▶ _Work to be completed_
Give the number of lines in the data below that contain the string "stone", with letter case counting, and reply with that number alone.
--- start ---
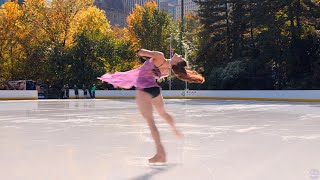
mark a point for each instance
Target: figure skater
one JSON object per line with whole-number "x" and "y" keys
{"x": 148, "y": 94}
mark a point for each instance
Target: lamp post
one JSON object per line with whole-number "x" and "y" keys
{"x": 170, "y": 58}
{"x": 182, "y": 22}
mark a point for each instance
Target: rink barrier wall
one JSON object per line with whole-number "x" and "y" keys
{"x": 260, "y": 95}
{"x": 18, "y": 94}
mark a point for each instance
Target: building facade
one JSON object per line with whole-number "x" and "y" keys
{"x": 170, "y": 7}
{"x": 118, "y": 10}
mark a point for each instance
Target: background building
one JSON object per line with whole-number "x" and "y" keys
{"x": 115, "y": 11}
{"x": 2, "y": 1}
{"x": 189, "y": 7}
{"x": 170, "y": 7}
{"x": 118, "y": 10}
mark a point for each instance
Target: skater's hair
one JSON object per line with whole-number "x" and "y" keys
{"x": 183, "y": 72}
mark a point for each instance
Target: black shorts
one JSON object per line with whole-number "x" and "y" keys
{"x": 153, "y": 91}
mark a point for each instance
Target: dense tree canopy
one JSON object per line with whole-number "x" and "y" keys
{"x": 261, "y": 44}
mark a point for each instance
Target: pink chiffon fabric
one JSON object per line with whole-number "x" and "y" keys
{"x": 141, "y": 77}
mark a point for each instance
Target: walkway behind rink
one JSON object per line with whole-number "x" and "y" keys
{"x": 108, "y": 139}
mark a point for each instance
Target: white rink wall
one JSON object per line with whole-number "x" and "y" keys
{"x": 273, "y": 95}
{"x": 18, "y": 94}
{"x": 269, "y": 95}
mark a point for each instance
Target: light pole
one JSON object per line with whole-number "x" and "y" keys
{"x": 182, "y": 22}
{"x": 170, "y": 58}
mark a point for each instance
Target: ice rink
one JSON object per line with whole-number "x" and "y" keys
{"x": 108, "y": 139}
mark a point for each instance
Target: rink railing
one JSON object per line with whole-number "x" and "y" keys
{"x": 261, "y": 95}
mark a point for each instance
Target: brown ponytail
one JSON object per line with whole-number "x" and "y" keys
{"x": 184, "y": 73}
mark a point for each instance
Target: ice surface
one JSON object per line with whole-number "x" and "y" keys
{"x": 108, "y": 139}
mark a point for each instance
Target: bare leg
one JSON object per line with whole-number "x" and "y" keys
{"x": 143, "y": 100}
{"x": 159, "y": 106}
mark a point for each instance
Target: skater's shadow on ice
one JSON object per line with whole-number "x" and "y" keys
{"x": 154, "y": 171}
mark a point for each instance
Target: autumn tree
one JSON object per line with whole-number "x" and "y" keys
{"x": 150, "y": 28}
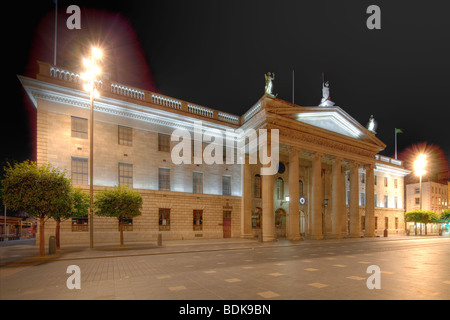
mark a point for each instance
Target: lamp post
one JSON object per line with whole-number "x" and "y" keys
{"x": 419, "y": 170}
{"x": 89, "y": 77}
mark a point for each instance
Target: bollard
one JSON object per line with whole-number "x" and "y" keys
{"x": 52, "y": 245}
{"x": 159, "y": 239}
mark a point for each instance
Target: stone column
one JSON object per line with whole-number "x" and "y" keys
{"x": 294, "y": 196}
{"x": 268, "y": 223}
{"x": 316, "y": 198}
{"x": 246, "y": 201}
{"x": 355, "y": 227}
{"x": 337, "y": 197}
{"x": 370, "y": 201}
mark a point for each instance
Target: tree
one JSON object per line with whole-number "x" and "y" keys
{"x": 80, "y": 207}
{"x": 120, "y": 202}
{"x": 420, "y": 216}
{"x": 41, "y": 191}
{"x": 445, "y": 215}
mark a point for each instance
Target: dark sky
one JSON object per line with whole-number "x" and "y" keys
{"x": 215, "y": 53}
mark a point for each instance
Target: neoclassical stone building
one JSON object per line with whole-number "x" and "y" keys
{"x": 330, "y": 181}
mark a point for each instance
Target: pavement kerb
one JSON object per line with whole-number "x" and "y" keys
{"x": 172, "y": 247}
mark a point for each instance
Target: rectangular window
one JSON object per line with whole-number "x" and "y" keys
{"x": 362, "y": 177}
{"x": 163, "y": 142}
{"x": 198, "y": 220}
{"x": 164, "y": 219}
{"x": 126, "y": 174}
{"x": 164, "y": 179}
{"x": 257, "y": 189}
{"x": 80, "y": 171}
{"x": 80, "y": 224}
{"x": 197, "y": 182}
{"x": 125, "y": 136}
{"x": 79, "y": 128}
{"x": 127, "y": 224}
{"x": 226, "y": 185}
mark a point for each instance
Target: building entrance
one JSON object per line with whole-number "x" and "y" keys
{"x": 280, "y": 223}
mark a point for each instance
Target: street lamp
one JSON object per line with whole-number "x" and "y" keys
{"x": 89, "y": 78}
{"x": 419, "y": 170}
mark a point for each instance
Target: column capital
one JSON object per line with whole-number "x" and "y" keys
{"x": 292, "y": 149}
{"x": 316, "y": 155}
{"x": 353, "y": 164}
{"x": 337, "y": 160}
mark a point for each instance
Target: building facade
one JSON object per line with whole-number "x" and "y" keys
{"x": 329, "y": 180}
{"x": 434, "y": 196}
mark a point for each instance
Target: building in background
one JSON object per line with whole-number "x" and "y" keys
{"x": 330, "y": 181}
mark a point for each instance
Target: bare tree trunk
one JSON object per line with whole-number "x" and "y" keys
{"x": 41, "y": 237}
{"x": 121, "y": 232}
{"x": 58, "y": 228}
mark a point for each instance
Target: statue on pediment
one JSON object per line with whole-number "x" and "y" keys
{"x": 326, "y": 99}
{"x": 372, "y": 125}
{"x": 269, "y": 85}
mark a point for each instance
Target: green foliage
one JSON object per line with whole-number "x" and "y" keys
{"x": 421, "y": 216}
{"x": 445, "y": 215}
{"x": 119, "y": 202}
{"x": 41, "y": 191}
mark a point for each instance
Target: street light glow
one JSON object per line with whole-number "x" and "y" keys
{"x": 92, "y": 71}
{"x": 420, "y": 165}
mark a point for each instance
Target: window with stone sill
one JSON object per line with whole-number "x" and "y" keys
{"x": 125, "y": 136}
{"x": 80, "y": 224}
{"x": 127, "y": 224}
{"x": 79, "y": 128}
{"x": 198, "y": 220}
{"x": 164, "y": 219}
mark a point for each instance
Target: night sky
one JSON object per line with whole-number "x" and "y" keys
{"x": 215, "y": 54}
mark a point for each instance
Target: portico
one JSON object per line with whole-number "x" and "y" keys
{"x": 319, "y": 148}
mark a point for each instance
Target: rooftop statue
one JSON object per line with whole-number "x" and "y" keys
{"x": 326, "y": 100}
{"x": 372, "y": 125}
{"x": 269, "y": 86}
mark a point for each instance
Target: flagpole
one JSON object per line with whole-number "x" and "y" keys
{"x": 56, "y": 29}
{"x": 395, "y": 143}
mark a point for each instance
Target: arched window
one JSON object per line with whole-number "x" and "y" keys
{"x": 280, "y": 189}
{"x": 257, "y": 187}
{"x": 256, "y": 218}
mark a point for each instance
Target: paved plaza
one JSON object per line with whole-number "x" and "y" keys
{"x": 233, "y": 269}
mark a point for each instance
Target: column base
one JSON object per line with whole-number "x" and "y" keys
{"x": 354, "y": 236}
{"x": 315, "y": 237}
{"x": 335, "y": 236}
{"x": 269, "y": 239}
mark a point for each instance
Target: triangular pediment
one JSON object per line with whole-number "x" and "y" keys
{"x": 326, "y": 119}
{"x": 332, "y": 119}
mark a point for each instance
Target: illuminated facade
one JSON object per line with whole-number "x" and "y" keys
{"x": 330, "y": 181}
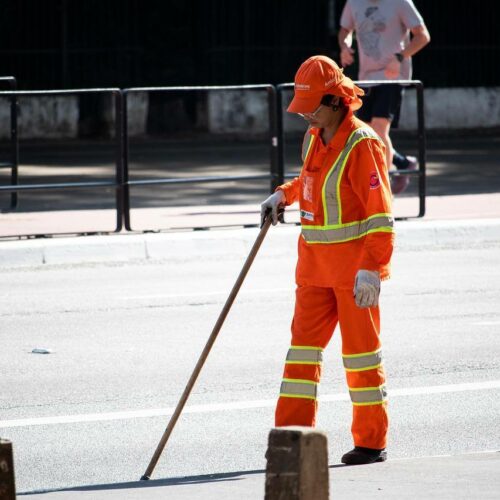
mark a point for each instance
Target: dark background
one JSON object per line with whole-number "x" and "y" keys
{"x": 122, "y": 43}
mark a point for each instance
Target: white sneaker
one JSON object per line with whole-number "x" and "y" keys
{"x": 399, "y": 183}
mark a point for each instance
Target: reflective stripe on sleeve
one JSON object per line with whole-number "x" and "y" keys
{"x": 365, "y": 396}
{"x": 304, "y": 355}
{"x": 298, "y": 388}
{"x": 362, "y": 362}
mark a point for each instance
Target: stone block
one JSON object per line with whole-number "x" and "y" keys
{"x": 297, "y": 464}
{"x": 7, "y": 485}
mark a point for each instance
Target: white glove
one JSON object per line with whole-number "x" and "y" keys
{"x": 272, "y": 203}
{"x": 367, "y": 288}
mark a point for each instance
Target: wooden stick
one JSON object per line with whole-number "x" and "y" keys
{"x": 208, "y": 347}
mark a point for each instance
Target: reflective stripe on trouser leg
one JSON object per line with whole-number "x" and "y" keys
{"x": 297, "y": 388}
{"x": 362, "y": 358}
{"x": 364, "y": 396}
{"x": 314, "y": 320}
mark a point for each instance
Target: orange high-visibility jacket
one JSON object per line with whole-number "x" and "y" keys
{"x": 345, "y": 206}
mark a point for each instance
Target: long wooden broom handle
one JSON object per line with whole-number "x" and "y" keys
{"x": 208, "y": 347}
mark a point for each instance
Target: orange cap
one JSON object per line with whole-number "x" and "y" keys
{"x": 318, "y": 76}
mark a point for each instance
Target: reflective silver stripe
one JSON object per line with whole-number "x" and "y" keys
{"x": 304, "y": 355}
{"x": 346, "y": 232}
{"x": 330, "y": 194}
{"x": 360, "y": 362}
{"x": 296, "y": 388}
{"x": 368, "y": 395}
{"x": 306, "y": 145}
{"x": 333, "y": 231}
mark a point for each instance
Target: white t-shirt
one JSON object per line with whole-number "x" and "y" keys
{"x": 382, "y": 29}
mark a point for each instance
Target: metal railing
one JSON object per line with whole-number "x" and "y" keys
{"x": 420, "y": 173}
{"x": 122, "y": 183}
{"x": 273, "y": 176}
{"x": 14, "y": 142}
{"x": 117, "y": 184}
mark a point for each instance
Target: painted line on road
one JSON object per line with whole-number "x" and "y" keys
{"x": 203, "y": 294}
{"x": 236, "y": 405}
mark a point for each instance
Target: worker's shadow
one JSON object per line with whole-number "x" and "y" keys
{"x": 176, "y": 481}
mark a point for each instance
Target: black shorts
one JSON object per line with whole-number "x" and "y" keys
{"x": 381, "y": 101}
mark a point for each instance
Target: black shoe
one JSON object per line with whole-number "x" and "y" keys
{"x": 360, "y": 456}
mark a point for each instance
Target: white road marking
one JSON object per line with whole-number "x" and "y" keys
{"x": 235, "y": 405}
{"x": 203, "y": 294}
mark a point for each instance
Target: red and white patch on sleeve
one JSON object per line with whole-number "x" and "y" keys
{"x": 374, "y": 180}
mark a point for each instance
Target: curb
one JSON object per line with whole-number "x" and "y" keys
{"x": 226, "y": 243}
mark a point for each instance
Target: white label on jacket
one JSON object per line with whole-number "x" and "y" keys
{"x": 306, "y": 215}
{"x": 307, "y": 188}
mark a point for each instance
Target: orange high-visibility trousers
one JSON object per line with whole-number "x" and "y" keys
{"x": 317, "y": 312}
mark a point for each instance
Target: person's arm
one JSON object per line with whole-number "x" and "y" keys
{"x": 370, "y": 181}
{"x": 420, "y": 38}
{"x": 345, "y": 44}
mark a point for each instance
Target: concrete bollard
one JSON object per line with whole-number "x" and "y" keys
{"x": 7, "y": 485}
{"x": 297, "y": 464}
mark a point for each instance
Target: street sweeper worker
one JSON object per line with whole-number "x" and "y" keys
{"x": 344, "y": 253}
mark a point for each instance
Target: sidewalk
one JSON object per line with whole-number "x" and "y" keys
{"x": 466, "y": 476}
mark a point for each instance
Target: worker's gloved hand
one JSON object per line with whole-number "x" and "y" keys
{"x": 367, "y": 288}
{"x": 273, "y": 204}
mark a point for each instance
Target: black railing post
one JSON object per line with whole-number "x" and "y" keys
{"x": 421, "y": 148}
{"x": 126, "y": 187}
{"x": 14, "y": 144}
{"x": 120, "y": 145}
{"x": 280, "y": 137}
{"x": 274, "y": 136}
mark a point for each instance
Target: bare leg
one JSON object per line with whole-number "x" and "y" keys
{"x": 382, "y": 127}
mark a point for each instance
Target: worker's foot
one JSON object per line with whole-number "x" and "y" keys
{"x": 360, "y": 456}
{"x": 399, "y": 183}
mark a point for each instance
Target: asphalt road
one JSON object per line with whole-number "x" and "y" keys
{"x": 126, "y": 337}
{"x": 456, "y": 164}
--- end ---
▶ _Written answer_
4